_REQUEST_
Pull out every line of the records below that contains the string "patch", treating uppercase and lowercase as different.

_SOURCE RECORDS_
## START

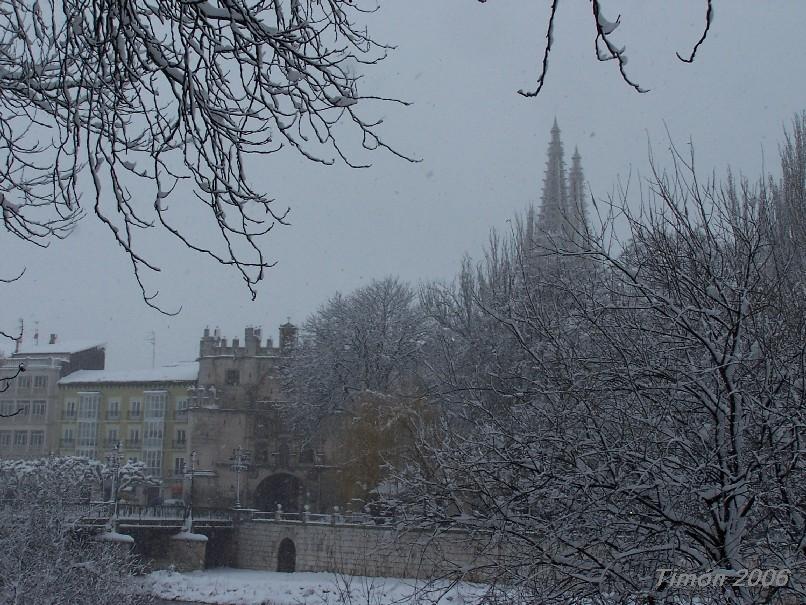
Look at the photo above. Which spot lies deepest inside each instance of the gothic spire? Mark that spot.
(577, 212)
(555, 193)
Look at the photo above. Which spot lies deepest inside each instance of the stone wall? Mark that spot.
(367, 550)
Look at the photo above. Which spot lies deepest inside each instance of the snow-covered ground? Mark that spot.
(247, 587)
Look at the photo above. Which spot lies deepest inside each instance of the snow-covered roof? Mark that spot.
(65, 347)
(178, 372)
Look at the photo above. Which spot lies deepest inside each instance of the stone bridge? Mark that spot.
(354, 544)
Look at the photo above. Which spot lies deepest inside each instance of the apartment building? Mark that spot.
(145, 411)
(29, 414)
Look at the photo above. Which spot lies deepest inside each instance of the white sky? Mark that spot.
(483, 148)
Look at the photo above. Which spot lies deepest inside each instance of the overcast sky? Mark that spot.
(483, 151)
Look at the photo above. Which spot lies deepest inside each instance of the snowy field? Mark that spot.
(247, 587)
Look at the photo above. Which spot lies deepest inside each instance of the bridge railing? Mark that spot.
(322, 518)
(137, 512)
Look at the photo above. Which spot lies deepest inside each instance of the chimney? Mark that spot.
(288, 336)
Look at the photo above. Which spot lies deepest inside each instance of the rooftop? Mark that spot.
(178, 372)
(65, 348)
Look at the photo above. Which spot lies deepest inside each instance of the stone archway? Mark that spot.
(282, 489)
(287, 556)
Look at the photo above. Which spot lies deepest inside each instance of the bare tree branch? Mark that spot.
(139, 101)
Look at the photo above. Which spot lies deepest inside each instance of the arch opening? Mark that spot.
(287, 556)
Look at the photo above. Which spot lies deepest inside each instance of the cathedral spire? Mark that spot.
(563, 216)
(555, 190)
(577, 212)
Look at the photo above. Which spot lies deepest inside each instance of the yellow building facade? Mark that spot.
(145, 411)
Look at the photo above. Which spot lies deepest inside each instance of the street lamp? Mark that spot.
(240, 462)
(188, 526)
(113, 460)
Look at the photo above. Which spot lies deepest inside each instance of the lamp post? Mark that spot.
(240, 462)
(113, 460)
(189, 471)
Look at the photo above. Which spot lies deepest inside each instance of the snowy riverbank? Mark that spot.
(246, 587)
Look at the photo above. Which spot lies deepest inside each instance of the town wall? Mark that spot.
(367, 550)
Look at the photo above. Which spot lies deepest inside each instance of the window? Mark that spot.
(153, 460)
(88, 404)
(37, 439)
(232, 377)
(135, 408)
(155, 404)
(152, 434)
(69, 408)
(113, 409)
(181, 408)
(86, 452)
(87, 434)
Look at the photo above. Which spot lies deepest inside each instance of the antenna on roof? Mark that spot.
(19, 338)
(152, 338)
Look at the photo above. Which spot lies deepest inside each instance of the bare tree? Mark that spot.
(44, 558)
(605, 47)
(367, 341)
(129, 99)
(655, 419)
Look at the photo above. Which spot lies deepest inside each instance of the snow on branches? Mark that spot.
(131, 99)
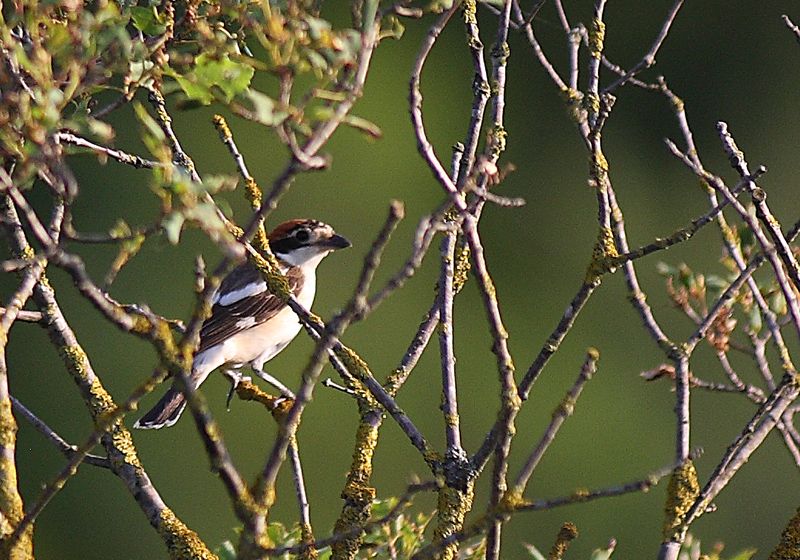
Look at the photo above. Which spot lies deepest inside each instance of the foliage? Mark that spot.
(69, 68)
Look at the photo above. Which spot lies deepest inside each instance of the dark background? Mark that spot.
(729, 61)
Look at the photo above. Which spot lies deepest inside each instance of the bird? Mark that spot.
(248, 324)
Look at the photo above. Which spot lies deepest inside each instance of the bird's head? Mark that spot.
(304, 242)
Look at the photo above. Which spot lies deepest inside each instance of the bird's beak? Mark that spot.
(337, 242)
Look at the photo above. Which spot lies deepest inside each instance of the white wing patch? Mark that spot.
(245, 291)
(245, 323)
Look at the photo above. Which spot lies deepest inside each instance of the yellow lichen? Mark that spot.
(8, 426)
(597, 36)
(453, 506)
(182, 543)
(123, 442)
(682, 492)
(470, 8)
(358, 495)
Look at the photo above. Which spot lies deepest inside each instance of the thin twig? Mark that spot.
(650, 57)
(48, 432)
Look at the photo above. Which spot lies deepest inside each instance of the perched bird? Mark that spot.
(248, 324)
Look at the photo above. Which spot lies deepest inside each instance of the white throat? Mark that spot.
(306, 257)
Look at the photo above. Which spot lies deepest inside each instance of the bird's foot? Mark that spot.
(235, 377)
(284, 390)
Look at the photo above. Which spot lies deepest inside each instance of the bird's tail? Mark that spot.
(165, 413)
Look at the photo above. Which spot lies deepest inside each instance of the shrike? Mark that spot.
(248, 324)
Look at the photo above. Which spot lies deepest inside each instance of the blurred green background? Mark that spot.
(729, 61)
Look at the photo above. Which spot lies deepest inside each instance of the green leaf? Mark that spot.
(264, 109)
(173, 224)
(602, 554)
(148, 20)
(534, 552)
(226, 551)
(754, 322)
(392, 28)
(228, 75)
(745, 554)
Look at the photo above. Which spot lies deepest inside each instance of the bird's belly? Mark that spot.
(262, 342)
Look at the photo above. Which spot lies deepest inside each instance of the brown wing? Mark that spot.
(247, 312)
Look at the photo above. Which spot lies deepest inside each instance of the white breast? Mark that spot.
(259, 344)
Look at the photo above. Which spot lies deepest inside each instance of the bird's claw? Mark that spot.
(235, 378)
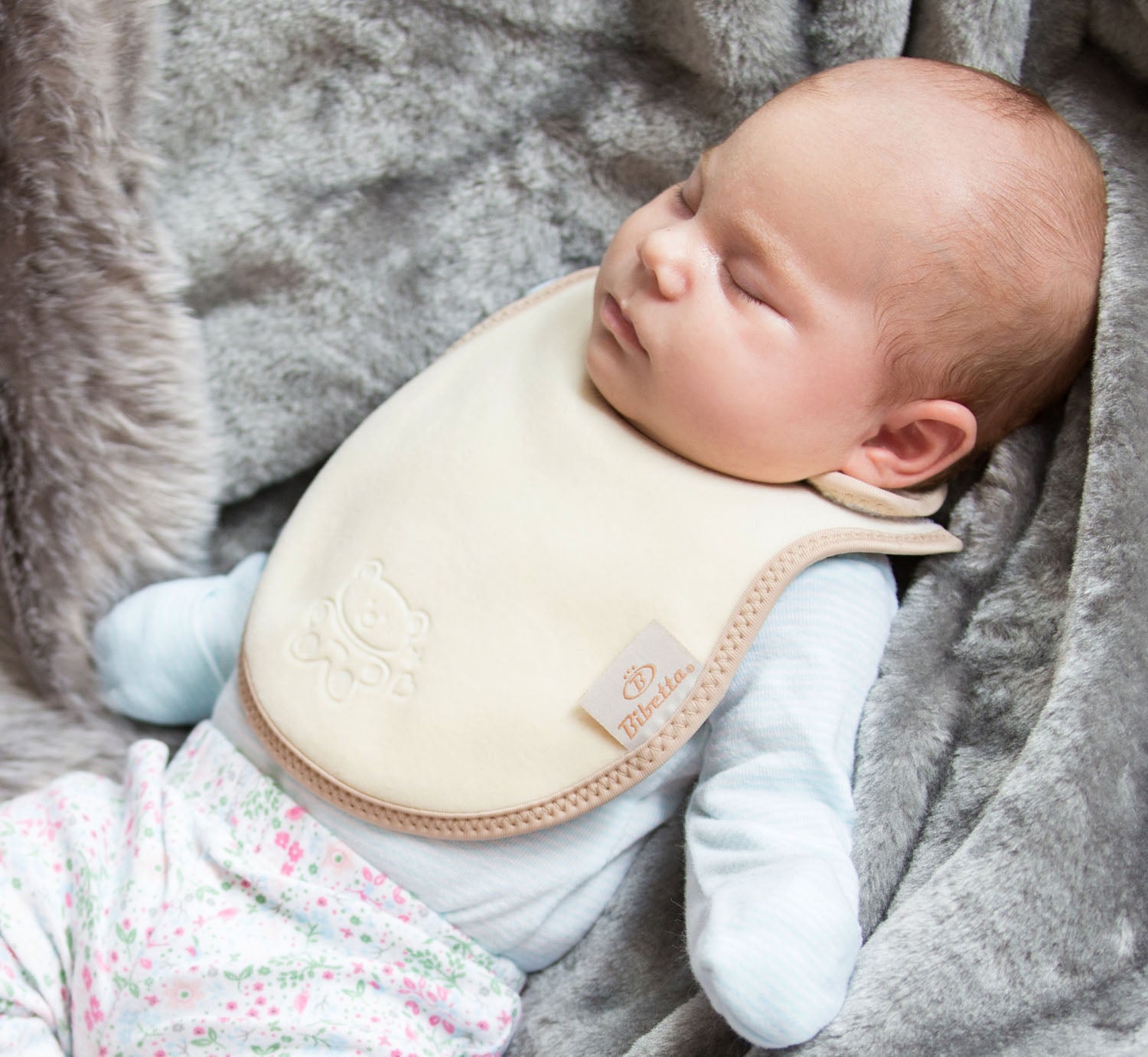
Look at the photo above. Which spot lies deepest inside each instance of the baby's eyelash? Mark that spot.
(744, 293)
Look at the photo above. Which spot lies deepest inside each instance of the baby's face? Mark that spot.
(734, 316)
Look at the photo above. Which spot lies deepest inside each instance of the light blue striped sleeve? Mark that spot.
(771, 893)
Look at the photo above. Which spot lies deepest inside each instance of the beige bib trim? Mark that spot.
(400, 657)
(629, 770)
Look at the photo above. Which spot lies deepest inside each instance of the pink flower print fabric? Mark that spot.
(199, 910)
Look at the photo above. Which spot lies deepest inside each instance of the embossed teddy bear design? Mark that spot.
(367, 636)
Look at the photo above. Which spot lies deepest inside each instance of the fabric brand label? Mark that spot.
(643, 687)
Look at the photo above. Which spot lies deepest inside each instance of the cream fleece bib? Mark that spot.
(500, 604)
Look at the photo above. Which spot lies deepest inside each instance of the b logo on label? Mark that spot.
(638, 680)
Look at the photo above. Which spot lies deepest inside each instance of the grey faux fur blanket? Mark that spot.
(346, 188)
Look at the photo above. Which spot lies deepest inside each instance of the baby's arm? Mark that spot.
(771, 893)
(165, 653)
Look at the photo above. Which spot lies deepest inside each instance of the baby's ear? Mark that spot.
(916, 442)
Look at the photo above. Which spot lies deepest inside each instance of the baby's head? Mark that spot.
(886, 268)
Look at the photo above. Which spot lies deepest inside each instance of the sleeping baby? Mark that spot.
(879, 273)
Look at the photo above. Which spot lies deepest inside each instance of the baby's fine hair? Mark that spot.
(999, 312)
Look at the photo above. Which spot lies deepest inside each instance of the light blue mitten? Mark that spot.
(163, 653)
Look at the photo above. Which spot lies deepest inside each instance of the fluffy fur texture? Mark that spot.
(105, 445)
(351, 188)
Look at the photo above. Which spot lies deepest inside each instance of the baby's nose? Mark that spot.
(666, 256)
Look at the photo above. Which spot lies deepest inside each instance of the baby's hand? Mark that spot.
(165, 653)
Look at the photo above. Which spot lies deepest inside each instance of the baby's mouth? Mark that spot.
(615, 319)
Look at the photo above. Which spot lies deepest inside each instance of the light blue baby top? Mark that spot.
(771, 893)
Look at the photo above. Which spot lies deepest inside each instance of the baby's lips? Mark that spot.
(620, 326)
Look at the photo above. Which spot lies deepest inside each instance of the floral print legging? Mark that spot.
(197, 910)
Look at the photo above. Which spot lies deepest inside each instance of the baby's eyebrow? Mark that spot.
(774, 254)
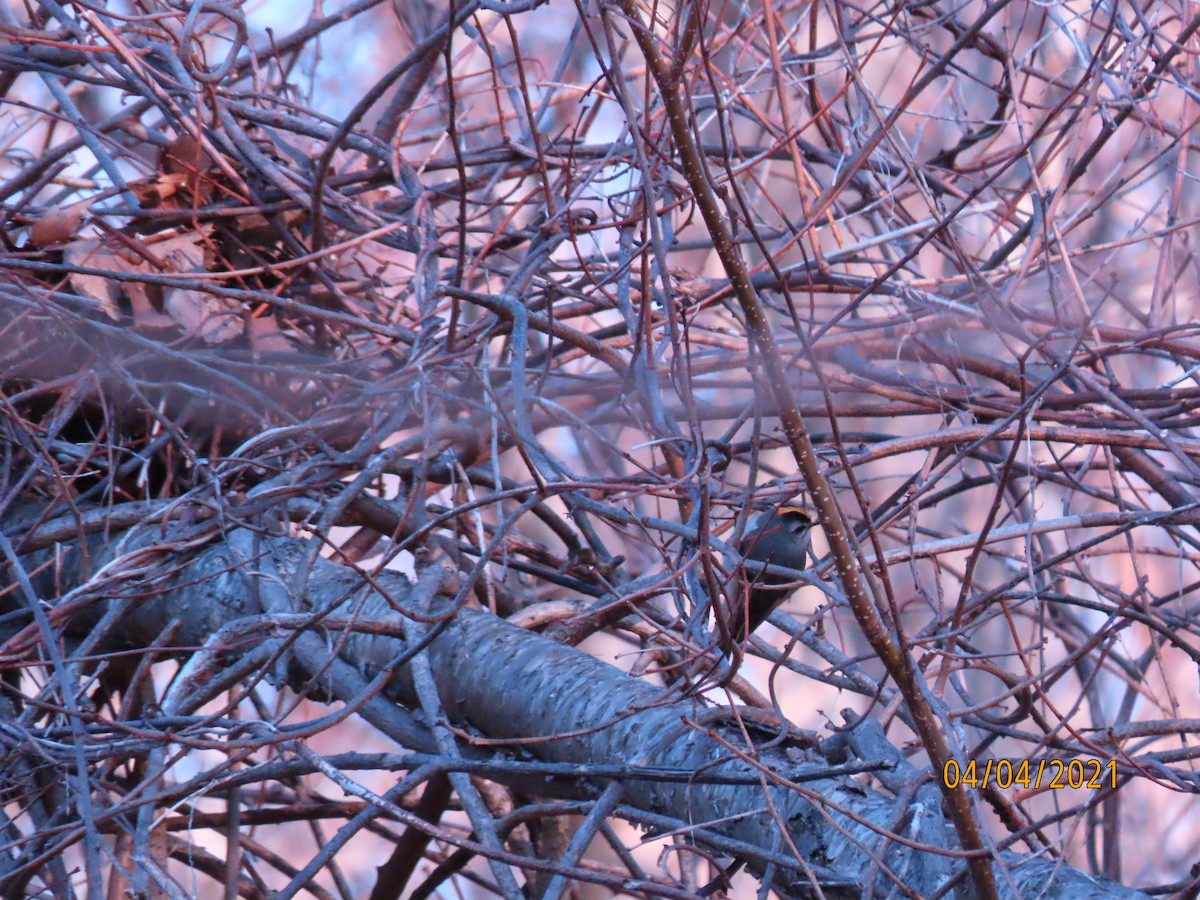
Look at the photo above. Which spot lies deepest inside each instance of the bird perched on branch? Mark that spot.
(778, 538)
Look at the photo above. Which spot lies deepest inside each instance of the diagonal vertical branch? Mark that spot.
(898, 661)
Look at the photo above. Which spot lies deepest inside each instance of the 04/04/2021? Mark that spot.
(1036, 775)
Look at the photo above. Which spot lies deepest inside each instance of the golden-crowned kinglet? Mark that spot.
(778, 538)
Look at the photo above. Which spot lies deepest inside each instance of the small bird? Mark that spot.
(778, 538)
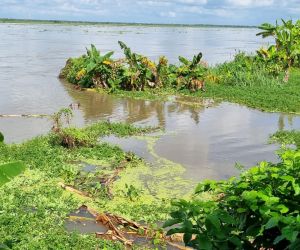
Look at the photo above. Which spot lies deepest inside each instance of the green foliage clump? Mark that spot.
(245, 70)
(287, 137)
(286, 50)
(9, 171)
(258, 210)
(134, 72)
(1, 137)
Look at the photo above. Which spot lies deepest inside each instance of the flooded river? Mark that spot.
(206, 141)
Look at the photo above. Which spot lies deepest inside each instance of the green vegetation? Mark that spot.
(286, 138)
(31, 21)
(9, 171)
(34, 206)
(267, 80)
(258, 210)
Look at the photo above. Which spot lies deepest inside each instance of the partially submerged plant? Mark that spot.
(258, 210)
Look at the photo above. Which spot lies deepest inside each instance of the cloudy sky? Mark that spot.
(239, 12)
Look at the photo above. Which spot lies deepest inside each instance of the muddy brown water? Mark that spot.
(206, 141)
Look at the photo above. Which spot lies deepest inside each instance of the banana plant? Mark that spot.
(140, 70)
(191, 73)
(98, 67)
(287, 39)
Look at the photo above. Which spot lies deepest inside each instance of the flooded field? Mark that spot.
(207, 141)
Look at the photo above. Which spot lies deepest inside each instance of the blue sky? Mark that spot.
(238, 12)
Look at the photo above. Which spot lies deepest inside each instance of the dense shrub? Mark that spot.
(258, 210)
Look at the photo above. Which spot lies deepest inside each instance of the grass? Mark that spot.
(283, 97)
(33, 206)
(286, 138)
(64, 22)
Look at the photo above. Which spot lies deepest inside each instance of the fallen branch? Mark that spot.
(73, 190)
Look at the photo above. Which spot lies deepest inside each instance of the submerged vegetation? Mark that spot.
(268, 79)
(49, 181)
(258, 210)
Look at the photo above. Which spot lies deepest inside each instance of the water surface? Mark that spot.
(206, 141)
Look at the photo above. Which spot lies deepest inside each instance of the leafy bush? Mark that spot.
(286, 137)
(258, 210)
(286, 51)
(9, 171)
(73, 137)
(134, 72)
(246, 70)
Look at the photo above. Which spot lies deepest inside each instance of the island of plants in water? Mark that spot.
(268, 79)
(42, 181)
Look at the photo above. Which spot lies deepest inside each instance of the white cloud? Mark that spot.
(250, 3)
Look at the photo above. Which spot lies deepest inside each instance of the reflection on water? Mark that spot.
(206, 141)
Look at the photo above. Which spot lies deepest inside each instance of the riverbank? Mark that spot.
(283, 98)
(47, 204)
(248, 80)
(58, 180)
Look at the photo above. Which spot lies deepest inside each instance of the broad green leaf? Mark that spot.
(204, 243)
(171, 222)
(9, 171)
(273, 222)
(187, 238)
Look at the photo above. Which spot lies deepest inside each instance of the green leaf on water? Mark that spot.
(1, 137)
(9, 171)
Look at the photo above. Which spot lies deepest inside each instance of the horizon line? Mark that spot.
(56, 21)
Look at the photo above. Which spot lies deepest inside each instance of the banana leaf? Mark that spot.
(9, 171)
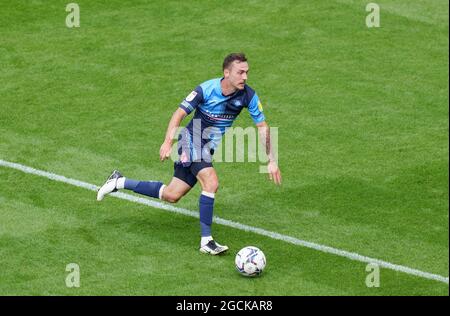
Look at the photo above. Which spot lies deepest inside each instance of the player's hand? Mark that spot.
(165, 151)
(274, 172)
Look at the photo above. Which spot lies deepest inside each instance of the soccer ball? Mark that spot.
(250, 261)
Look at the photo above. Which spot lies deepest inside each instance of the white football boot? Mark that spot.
(213, 248)
(109, 186)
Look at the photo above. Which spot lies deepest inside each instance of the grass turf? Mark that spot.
(363, 143)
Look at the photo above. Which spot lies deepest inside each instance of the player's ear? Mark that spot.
(226, 72)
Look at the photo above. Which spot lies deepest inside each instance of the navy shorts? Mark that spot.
(189, 173)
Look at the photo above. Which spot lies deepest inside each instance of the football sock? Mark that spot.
(206, 203)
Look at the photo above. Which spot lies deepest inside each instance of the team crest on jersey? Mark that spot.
(237, 103)
(191, 96)
(260, 106)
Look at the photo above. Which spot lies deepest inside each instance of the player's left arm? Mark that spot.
(256, 112)
(272, 167)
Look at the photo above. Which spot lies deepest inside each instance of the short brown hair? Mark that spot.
(233, 57)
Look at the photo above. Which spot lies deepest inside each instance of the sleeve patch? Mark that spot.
(260, 106)
(191, 96)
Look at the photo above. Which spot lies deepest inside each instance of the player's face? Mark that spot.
(237, 74)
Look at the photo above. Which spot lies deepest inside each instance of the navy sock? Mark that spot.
(206, 214)
(149, 188)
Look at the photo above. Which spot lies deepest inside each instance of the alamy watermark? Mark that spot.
(373, 18)
(373, 278)
(196, 143)
(73, 278)
(73, 18)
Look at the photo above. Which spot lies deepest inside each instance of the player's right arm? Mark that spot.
(175, 121)
(192, 101)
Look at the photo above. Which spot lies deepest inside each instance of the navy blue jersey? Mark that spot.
(214, 112)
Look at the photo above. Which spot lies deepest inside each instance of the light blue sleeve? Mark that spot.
(255, 109)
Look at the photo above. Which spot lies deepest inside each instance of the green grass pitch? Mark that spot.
(363, 124)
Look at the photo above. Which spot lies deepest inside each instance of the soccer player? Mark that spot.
(216, 103)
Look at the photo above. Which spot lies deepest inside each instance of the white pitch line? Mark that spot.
(225, 222)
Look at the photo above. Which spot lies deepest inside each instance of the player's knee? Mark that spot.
(211, 186)
(172, 197)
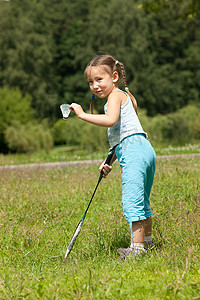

## END

_ANSWER TO THIS PROBLEM_
Look at the photo above. Which spot lies deepest inside each instance of the white wing patch? Mark that spot.
Look at the photo above. Which spot lies deepest inside each instance of the sleeve patch? Mark that spot.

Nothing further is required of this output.